January 16, 2019
by Maralee
1 Comment
Full disclosure: I did not want to watch “The Good Place.” And I didn’t watch it for a long time. Something about a depiction of the afterlife without any kind of theological accountability made me itchy. I still have itchy moments, but there were other feelings too. I know not everybody has this reaction, but there was a moment during the first season where I got a little weepy at the realization that my picture of heaven has been too small, too confined, too uninspiring. I know I can’t really comprehend heaven, so my default has been to just not think about it much. I trust God has it figured out and that’s enough for me. But this show made me think about what a creative God could do with the vast expanse of eternity and how perfectly suited it might be to the kind of people he made us to be. The show also made me think about some of my own struggles with morality math and the hope that my good will just outweigh my bad. It’s not true, but it’s how I live sometimes. And if you want a show to remind you of the concepts you learned in your college philosophy class, this is the one. I’m not necessarily recommending this show to everyone, but there was an episode recently worth referencing.
I have been catching up on the third season. In episode 6 the main character, Eleanor, is back on earth and sees what has happened to her mom in the years since she last saw her. It turns out her mom faked her own death and is now living a beautifully basic life under an assumed identity with a husband and stepdaughter she loves. The person who was the source of instability and pain in Eleanor’s childhood is now a functional, nurturing, involved parent. This is difficult for Eleanor to make peace with.
Michael: Come on, Eleanor. I changed, you changed, maybe she changed too.
Eleanor: No. No way.
Michael: Why can’t you accept that she might be living a good, honest life— that she’s an attentive partner and a good mom?
Eleanor: Because I wanted that mom! I wanted the mom who made me afternoon snacks instead of just telling me to look for loose fries in the McDonald’s ball pit. Why does Patricia get that mom? If Donna Shellstrop has truly changed, then that means she was always capable of change, I just wasn’t worth changing for.

Named-object pointing records
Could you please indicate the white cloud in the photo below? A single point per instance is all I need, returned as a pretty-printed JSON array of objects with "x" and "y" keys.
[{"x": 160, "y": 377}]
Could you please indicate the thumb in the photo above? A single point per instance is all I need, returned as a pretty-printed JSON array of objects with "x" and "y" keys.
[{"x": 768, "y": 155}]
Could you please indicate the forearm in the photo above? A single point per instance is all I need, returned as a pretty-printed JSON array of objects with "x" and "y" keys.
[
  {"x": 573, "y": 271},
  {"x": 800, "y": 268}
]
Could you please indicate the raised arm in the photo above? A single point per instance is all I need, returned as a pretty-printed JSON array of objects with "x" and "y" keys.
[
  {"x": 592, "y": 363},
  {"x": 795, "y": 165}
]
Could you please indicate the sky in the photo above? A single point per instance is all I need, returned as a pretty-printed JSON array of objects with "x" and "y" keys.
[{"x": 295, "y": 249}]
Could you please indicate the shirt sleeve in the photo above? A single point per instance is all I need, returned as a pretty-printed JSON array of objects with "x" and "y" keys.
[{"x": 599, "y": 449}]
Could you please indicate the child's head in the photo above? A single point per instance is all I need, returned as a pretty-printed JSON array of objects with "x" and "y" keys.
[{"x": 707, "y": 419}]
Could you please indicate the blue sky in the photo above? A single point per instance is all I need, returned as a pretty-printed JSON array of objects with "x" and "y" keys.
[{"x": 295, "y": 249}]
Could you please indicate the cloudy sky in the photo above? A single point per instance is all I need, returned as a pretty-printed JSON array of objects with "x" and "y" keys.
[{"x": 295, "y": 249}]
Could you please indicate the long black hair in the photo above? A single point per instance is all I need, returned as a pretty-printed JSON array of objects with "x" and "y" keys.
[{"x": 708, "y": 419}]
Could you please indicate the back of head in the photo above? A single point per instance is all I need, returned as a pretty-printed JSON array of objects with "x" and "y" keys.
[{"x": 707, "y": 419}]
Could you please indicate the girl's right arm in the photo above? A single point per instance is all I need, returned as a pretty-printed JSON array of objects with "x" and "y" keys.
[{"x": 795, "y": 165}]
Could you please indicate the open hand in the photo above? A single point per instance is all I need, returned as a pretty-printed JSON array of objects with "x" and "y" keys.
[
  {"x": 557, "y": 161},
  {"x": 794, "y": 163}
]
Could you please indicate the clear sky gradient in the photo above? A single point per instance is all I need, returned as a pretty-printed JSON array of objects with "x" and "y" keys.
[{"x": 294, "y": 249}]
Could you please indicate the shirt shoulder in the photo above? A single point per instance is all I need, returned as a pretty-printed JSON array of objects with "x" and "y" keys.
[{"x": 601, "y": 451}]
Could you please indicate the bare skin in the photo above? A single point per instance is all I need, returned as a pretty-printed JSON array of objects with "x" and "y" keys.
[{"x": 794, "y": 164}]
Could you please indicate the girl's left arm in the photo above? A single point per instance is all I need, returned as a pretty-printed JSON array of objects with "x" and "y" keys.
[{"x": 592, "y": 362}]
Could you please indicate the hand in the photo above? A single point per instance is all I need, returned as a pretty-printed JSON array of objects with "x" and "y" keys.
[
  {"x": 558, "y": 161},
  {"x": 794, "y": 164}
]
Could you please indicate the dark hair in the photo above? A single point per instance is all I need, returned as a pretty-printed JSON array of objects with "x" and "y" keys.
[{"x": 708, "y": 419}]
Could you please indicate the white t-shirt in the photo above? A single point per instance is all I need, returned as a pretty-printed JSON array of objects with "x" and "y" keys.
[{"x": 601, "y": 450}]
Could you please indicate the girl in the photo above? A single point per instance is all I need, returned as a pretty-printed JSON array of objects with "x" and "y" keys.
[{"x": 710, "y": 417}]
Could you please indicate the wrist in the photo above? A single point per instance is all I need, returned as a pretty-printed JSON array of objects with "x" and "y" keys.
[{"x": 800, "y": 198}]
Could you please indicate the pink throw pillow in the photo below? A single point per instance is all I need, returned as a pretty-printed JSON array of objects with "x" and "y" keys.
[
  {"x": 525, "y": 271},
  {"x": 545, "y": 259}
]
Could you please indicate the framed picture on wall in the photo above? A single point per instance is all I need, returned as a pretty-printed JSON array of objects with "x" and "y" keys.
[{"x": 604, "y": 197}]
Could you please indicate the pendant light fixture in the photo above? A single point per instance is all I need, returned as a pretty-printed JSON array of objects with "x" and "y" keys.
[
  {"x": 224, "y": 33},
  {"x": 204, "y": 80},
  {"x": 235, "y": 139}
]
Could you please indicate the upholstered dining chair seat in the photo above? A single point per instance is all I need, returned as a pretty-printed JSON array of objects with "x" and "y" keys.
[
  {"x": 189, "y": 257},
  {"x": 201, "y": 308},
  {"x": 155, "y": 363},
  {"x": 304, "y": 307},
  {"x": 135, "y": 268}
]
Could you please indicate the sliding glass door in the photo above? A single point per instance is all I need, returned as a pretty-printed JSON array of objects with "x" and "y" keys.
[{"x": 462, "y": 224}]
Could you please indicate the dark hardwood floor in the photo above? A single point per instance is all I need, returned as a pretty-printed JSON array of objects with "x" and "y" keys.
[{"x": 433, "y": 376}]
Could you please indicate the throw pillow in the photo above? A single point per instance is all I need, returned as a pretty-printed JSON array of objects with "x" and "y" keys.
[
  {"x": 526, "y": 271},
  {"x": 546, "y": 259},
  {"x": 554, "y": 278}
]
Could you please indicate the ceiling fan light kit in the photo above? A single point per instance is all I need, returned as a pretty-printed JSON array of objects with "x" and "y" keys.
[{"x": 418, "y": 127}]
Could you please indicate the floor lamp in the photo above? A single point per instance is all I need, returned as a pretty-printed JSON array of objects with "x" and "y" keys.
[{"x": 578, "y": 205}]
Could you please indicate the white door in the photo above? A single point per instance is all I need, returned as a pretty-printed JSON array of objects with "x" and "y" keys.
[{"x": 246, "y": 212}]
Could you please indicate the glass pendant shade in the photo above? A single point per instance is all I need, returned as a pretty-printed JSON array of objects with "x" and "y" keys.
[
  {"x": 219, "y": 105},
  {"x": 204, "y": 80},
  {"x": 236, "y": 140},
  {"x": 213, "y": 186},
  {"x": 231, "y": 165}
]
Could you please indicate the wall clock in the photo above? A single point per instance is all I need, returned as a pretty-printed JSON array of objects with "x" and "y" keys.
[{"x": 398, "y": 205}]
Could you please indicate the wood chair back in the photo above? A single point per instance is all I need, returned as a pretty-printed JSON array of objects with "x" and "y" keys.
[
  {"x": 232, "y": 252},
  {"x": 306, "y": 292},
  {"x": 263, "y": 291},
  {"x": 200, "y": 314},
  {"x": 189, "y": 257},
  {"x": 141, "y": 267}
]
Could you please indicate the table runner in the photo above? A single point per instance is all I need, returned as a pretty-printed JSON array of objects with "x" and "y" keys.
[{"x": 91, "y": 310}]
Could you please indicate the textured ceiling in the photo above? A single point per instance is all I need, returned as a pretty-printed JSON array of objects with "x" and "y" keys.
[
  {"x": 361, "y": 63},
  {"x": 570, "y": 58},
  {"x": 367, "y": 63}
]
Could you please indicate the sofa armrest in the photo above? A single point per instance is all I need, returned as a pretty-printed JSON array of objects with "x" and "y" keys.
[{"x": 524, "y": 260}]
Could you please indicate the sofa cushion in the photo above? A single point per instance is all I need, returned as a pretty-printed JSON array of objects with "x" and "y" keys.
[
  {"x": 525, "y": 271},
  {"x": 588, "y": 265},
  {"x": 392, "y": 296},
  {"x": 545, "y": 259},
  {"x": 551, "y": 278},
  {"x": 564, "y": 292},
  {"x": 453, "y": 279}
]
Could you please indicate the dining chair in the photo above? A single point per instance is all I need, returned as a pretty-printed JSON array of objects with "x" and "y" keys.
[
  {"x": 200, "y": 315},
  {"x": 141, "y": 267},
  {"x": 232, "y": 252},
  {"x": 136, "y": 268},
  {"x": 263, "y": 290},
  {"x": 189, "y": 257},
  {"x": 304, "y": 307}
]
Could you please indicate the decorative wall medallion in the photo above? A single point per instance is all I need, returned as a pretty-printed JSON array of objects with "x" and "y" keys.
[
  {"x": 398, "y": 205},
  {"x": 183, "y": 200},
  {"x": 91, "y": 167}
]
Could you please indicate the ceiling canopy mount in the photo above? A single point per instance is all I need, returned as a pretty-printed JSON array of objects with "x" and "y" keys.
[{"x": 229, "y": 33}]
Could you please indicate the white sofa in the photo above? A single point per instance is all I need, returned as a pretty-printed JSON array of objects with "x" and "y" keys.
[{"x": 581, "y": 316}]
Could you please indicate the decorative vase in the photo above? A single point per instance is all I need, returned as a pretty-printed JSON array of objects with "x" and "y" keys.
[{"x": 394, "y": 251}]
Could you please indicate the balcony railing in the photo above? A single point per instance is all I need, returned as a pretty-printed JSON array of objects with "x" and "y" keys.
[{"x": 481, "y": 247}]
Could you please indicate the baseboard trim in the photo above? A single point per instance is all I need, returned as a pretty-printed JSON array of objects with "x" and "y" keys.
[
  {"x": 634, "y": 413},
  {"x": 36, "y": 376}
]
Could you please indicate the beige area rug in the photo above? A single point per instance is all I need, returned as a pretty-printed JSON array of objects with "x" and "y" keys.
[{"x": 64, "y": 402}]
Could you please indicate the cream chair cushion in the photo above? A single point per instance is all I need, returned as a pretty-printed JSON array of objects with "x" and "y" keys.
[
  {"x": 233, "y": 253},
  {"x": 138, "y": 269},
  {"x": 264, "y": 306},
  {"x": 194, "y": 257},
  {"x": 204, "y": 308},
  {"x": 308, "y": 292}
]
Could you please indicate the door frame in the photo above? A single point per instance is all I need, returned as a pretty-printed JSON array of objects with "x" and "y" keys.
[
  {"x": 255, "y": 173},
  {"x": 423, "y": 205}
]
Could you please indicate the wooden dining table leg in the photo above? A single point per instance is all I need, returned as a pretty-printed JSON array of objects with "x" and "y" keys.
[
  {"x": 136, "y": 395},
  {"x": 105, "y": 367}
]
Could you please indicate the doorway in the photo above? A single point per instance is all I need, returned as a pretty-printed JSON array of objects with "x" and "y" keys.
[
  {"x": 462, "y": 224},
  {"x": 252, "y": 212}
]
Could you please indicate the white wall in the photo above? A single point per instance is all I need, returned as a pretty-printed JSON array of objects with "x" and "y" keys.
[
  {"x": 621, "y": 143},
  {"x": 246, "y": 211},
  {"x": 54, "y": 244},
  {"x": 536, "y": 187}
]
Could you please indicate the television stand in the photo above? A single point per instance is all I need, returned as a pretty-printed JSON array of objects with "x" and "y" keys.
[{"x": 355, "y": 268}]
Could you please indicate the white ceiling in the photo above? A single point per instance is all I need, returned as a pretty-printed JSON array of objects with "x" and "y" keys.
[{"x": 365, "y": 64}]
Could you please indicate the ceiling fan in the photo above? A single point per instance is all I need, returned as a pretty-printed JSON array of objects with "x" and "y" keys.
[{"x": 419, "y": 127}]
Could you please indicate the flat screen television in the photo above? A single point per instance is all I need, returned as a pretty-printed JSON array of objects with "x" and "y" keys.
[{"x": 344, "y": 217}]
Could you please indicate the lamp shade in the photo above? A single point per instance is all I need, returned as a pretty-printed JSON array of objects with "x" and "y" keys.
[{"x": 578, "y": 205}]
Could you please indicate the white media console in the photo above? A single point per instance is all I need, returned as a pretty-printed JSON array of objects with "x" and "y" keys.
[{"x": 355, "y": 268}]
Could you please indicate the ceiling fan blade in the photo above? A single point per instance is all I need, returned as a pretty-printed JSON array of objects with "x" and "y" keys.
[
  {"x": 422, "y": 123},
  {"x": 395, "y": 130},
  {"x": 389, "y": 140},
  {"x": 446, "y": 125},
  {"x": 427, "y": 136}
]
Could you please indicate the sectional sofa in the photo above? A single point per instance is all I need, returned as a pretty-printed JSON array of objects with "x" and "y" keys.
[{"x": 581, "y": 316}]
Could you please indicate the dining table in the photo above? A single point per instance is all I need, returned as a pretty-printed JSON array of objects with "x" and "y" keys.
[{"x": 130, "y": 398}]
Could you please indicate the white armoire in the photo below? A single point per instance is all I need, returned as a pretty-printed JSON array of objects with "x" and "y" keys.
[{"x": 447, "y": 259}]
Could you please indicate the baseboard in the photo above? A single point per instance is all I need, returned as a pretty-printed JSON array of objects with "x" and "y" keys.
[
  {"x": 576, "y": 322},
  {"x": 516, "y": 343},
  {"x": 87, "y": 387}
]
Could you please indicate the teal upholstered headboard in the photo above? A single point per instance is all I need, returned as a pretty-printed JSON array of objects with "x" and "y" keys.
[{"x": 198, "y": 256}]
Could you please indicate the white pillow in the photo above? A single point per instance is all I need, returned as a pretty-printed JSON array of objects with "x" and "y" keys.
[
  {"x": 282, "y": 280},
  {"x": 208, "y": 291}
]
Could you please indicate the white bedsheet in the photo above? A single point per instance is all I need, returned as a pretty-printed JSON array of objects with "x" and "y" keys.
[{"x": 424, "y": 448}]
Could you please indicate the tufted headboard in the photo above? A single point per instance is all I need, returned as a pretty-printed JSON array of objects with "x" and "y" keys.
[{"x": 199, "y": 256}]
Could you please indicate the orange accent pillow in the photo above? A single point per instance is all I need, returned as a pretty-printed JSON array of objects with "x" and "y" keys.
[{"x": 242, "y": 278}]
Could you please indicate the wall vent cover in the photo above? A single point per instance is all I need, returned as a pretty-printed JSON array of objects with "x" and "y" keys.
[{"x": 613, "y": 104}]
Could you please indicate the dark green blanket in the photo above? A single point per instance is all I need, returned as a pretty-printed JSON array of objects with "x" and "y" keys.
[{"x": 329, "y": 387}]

# Problem requirements
Duplicate the passage of the blog post on "The Good Place" above that opens with the words containing "Michael: Come on, Eleanor." and closes with "a good mom?".

# Worked solution
Michael: Come on, Eleanor. I changed, you changed, maybe she changed too.
Eleanor: No. No way.
Michael: Why can’t you accept that she might be living a good, honest life— that she’s an attentive partner and a good mom?